Repeat, exactly and completely, the material that follows. Omit the pictures.

□ □ □ □ □ □ □

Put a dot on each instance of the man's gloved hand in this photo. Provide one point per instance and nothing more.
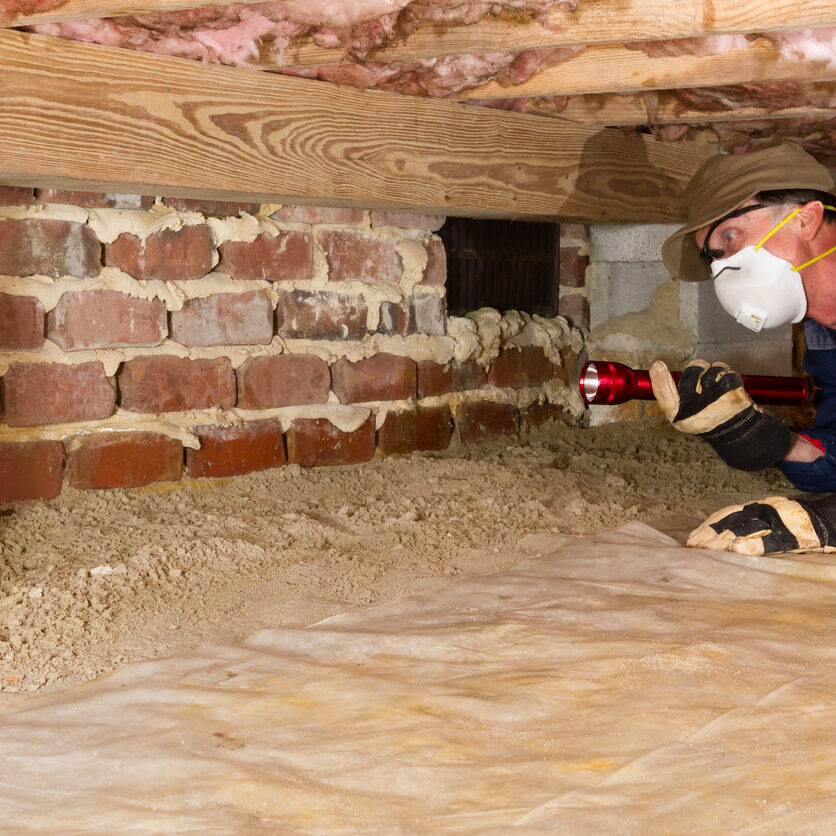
(711, 402)
(775, 524)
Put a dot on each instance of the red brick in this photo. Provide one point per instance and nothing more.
(319, 314)
(319, 214)
(48, 248)
(312, 442)
(538, 414)
(230, 451)
(16, 196)
(355, 257)
(408, 220)
(30, 470)
(382, 377)
(56, 393)
(468, 375)
(575, 307)
(174, 384)
(572, 267)
(21, 322)
(224, 319)
(479, 420)
(213, 208)
(393, 319)
(287, 256)
(95, 200)
(397, 434)
(434, 428)
(434, 378)
(516, 368)
(427, 314)
(424, 428)
(168, 255)
(123, 460)
(435, 273)
(283, 380)
(106, 319)
(579, 232)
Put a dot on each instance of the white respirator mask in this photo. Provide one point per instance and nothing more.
(759, 289)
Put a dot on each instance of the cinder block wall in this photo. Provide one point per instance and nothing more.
(142, 340)
(639, 313)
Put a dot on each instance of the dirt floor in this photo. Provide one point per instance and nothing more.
(95, 579)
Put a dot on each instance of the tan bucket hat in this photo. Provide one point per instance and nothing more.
(723, 182)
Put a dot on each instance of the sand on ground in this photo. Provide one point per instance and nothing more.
(96, 579)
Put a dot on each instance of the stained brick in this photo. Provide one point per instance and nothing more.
(579, 232)
(435, 273)
(408, 220)
(572, 267)
(224, 319)
(393, 319)
(575, 307)
(16, 196)
(95, 200)
(516, 368)
(427, 314)
(424, 428)
(174, 384)
(21, 322)
(56, 393)
(355, 257)
(283, 380)
(312, 442)
(30, 470)
(168, 255)
(434, 428)
(538, 414)
(106, 319)
(231, 451)
(479, 420)
(382, 377)
(213, 208)
(123, 460)
(319, 215)
(320, 314)
(468, 375)
(48, 248)
(434, 378)
(287, 256)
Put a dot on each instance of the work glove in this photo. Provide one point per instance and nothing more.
(775, 524)
(712, 404)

□ □ □ □ □ □ □

→ RESPONSE TO THIS EXERCISE
Put a dot on each instance of the man's gloved hand in this photo. Provide one point per instance and nothing more.
(711, 402)
(775, 524)
Put a dot on each instance of the red brick in this photo. Provide one point per instance and nothing more.
(319, 314)
(319, 214)
(48, 248)
(312, 442)
(538, 414)
(230, 451)
(16, 196)
(355, 257)
(408, 220)
(30, 470)
(382, 377)
(56, 393)
(468, 375)
(575, 307)
(174, 384)
(572, 267)
(21, 322)
(224, 319)
(479, 420)
(213, 208)
(393, 319)
(287, 256)
(95, 200)
(397, 434)
(434, 428)
(434, 378)
(516, 368)
(427, 314)
(424, 428)
(168, 255)
(123, 460)
(435, 273)
(283, 380)
(106, 319)
(579, 232)
Put a dot on each instance of the white respirator mask in this photo. Provide one point per instance and nothing more.
(759, 289)
Put a dot on each instance of the cinder block wall in this photo. Provide one point per instance and nothing more.
(142, 340)
(639, 313)
Put a dot on each instance of the dirt floor in this photo. Provide one point per instance and nothing more.
(95, 579)
Put a dot on each instance of the tan bucket hat in this photo. Provide one point per instance and nothing more.
(723, 182)
Put a dot on each instance of the sand on ground in this photo. Provide one point per instance and nothing more.
(96, 579)
Put a dot on each instance of the stained brick in this photo. Provide one point per instance and nothing more.
(579, 232)
(435, 273)
(408, 220)
(572, 267)
(224, 319)
(393, 319)
(575, 307)
(16, 196)
(95, 200)
(516, 368)
(427, 314)
(424, 428)
(174, 384)
(21, 322)
(56, 393)
(355, 257)
(283, 380)
(312, 442)
(30, 470)
(168, 255)
(434, 428)
(538, 414)
(106, 319)
(231, 451)
(479, 420)
(382, 377)
(213, 208)
(123, 460)
(319, 215)
(320, 314)
(468, 375)
(48, 248)
(434, 378)
(287, 256)
Put a dot on each instance of the work glove in this photo. Provide one point per instance and nothing more.
(775, 524)
(712, 404)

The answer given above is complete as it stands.